EXERCISE INSTRUCTIONS: Extract each row below that contains the string "sand", matching case exactly.

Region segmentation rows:
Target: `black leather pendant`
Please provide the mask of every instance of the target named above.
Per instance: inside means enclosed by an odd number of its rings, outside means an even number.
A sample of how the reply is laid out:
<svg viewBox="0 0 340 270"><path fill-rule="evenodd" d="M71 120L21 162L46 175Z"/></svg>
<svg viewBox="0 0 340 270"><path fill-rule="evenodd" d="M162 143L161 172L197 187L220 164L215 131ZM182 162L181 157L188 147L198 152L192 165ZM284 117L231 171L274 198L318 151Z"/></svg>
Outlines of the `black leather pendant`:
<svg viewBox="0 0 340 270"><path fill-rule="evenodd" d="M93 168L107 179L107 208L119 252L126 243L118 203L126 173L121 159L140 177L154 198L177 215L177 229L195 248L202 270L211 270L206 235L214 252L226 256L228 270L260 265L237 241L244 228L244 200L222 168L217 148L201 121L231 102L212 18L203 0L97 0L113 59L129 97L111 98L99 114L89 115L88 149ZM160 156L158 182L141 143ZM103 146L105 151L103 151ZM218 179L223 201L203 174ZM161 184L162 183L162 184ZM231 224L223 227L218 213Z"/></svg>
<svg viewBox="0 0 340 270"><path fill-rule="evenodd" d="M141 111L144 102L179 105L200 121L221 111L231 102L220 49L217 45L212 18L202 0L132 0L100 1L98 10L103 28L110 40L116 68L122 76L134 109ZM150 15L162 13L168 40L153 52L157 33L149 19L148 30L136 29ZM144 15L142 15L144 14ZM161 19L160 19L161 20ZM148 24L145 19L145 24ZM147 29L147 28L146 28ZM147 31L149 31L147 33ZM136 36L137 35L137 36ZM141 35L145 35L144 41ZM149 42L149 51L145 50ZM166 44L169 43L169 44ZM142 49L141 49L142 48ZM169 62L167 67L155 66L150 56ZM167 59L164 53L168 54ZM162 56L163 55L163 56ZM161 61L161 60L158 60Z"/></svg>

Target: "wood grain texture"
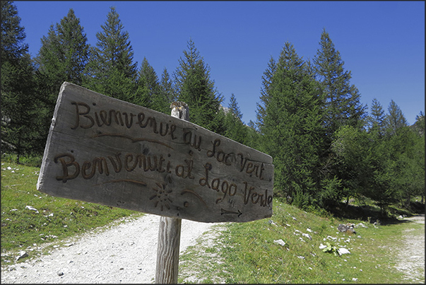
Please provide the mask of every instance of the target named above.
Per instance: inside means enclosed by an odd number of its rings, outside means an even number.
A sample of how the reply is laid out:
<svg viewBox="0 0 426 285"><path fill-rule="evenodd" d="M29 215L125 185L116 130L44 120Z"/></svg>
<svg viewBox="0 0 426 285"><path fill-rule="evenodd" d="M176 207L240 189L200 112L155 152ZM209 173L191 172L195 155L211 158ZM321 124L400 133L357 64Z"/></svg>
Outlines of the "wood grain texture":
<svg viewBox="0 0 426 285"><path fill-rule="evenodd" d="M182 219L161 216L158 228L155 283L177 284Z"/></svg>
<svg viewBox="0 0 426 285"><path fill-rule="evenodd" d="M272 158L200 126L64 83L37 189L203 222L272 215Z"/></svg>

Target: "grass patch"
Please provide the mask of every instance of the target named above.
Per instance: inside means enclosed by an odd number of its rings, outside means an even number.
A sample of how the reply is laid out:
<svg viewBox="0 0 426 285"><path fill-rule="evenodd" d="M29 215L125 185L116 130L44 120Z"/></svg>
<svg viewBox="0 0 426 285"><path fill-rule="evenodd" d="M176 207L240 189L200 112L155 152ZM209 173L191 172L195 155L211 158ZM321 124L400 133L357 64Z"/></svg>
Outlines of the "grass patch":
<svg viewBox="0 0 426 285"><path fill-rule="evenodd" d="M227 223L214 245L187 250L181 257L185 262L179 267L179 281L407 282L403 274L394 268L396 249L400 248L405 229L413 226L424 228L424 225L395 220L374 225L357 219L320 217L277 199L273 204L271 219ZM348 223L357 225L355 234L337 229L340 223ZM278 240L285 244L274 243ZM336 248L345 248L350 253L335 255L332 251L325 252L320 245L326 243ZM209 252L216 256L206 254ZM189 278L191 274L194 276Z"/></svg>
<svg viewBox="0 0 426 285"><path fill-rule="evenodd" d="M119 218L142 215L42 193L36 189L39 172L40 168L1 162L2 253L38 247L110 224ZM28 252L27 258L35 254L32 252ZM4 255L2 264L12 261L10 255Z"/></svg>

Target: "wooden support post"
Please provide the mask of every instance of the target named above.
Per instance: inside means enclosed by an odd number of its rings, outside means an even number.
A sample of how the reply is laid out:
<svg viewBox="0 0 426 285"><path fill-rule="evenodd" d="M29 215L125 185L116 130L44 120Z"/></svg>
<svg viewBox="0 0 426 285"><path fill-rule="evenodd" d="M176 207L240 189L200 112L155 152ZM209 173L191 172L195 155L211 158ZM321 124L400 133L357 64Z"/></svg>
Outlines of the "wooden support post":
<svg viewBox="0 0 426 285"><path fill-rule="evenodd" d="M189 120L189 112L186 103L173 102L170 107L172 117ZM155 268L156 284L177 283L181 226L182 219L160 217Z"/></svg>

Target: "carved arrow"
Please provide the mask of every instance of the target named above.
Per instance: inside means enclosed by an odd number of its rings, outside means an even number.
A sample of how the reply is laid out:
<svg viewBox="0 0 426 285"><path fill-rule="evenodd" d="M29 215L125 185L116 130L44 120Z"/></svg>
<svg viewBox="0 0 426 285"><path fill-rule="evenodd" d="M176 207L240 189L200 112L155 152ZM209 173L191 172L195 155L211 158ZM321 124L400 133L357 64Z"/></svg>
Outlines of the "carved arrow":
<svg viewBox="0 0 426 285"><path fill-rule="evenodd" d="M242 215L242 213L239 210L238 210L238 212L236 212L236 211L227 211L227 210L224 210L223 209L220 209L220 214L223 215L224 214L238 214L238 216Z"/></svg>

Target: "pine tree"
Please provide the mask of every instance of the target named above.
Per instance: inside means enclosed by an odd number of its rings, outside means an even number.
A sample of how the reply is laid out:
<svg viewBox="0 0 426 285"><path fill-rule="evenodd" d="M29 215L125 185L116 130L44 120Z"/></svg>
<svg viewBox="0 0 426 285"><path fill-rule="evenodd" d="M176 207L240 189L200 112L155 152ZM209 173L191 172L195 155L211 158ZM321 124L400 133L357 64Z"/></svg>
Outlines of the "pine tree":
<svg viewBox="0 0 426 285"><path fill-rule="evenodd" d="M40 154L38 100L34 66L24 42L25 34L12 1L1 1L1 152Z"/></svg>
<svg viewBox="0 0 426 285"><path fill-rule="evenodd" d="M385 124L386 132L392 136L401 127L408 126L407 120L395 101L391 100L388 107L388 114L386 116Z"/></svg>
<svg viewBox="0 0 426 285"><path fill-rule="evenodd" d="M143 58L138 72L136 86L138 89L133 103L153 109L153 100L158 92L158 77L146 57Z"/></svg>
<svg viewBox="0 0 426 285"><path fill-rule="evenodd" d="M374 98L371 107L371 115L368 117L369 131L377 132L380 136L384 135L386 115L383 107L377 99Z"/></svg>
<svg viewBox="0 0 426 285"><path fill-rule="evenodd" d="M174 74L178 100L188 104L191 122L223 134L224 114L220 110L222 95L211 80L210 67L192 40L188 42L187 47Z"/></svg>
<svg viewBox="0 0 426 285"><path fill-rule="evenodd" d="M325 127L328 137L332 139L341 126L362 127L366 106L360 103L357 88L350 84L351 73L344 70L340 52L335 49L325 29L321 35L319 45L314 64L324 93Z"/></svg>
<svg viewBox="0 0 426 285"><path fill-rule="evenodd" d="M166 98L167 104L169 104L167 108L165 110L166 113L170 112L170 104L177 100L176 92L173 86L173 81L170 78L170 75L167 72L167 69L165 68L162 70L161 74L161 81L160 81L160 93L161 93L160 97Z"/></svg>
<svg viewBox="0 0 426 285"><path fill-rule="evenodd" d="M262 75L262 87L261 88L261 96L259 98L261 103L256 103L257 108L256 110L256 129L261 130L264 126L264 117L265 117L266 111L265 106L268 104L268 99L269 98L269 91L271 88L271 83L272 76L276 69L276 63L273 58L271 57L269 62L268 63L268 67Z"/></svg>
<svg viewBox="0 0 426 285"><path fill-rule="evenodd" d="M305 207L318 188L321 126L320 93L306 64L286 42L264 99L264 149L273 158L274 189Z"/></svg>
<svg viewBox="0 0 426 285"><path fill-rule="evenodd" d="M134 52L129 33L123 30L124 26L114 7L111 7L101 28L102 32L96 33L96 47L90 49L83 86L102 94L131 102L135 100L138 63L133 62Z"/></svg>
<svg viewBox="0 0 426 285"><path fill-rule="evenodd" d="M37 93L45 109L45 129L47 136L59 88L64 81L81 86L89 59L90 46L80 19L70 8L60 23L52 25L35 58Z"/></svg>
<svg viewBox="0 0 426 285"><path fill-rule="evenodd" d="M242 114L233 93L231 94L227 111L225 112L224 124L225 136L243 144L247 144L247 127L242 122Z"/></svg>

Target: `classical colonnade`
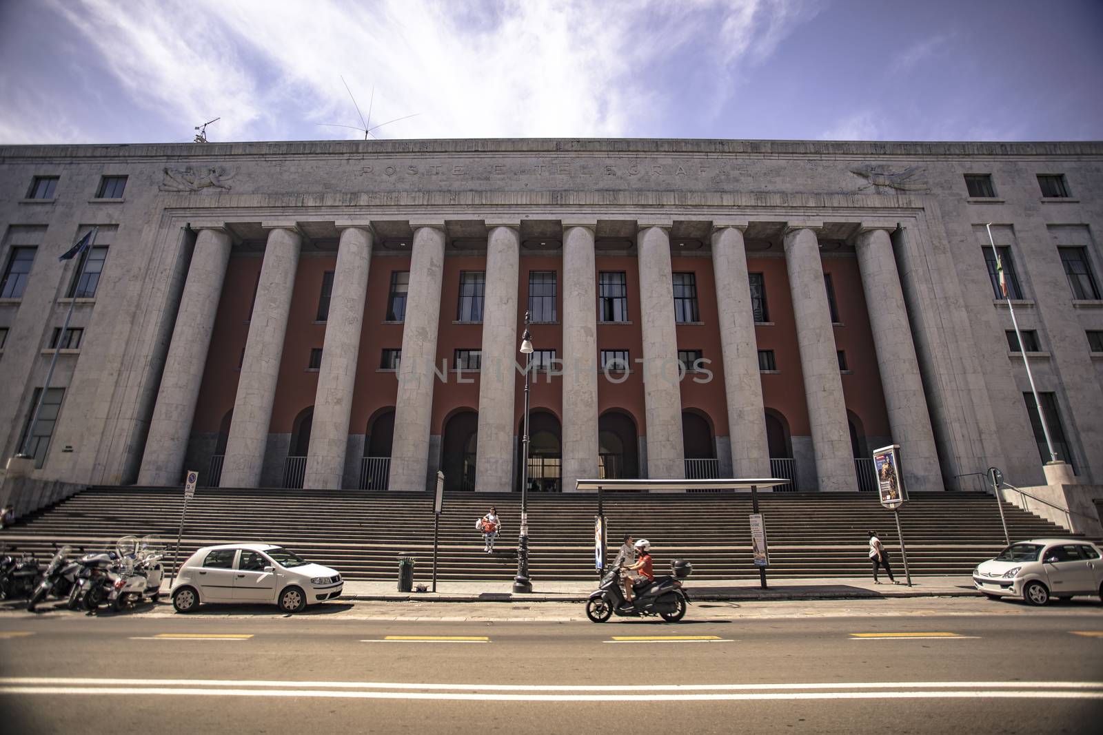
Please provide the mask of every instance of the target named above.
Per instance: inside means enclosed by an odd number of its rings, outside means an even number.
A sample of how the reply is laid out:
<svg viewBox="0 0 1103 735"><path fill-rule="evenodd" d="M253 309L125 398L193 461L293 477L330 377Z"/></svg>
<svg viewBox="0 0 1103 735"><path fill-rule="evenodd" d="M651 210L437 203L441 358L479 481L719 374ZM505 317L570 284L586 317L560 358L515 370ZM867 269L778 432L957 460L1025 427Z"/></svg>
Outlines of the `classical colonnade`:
...
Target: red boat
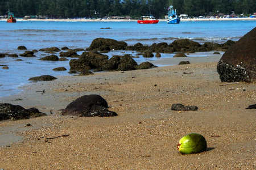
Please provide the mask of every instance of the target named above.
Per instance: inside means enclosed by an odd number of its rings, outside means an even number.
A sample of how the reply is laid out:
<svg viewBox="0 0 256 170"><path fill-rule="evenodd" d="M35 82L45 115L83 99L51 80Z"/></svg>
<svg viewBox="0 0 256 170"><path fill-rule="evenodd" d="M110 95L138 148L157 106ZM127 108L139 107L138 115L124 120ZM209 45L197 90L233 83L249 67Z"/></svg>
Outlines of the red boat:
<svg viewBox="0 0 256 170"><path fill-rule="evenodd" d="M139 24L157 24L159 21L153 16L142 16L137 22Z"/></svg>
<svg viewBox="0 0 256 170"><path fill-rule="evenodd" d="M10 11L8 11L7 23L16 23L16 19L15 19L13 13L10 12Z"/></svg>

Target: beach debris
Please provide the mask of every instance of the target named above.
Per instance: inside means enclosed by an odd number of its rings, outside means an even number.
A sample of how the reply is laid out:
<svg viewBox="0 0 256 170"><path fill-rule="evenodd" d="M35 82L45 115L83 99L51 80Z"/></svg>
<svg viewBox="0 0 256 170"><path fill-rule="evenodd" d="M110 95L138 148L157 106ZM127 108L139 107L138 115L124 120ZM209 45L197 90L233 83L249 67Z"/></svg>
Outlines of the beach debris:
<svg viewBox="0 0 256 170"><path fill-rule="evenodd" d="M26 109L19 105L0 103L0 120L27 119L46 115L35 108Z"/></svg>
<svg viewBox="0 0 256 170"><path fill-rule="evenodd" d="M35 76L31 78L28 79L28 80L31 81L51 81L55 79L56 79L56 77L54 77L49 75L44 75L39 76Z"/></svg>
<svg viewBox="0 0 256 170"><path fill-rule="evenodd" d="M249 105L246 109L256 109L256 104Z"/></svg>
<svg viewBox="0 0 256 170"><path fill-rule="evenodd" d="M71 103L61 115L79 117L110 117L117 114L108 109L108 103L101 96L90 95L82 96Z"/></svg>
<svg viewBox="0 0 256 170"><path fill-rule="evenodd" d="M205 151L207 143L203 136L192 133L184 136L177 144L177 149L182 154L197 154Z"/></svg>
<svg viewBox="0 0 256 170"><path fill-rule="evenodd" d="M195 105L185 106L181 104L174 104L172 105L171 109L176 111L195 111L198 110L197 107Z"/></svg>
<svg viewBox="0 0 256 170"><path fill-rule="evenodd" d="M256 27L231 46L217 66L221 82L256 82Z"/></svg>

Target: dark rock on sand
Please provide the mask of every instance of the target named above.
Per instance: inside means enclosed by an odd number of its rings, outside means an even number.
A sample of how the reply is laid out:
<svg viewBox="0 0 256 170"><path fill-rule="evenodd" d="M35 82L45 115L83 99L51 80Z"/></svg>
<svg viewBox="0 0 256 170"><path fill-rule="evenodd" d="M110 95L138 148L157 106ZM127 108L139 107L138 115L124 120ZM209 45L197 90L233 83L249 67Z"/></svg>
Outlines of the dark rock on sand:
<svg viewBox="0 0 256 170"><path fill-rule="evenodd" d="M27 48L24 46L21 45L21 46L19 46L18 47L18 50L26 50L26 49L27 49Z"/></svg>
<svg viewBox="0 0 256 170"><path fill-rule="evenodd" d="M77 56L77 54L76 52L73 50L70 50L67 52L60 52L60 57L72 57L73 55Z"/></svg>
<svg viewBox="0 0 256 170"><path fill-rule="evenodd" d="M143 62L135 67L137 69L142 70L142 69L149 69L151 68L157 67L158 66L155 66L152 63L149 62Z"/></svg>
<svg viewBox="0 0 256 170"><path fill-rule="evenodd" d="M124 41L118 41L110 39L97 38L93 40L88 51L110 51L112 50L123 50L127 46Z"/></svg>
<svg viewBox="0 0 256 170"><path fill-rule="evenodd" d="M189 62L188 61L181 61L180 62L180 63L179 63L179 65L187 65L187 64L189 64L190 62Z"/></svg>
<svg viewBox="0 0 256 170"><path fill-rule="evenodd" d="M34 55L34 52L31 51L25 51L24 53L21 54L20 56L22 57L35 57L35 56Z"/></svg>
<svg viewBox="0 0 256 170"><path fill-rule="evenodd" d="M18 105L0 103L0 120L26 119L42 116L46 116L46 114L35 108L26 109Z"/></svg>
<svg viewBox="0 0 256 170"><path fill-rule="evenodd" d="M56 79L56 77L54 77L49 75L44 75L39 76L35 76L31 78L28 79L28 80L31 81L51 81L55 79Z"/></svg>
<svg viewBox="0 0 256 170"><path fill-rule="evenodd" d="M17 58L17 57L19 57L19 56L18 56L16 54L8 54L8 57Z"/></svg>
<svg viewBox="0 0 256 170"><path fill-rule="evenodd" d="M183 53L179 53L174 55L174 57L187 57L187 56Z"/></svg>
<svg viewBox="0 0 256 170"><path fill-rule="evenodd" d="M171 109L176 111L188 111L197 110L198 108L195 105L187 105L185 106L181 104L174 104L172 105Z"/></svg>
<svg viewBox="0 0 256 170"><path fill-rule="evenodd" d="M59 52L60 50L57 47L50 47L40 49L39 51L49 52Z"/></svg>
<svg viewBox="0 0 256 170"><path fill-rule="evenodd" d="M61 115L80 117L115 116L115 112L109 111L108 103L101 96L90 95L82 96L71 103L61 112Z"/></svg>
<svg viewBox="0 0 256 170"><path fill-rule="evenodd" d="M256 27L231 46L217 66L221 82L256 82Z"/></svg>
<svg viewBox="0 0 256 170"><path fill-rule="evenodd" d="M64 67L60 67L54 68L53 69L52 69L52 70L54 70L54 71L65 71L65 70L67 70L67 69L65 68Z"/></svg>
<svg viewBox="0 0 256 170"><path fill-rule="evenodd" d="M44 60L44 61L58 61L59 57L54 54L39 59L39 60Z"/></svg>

FINISHED EXERCISE:
Target: dark rock on sand
Outlines of the dark rock on sand:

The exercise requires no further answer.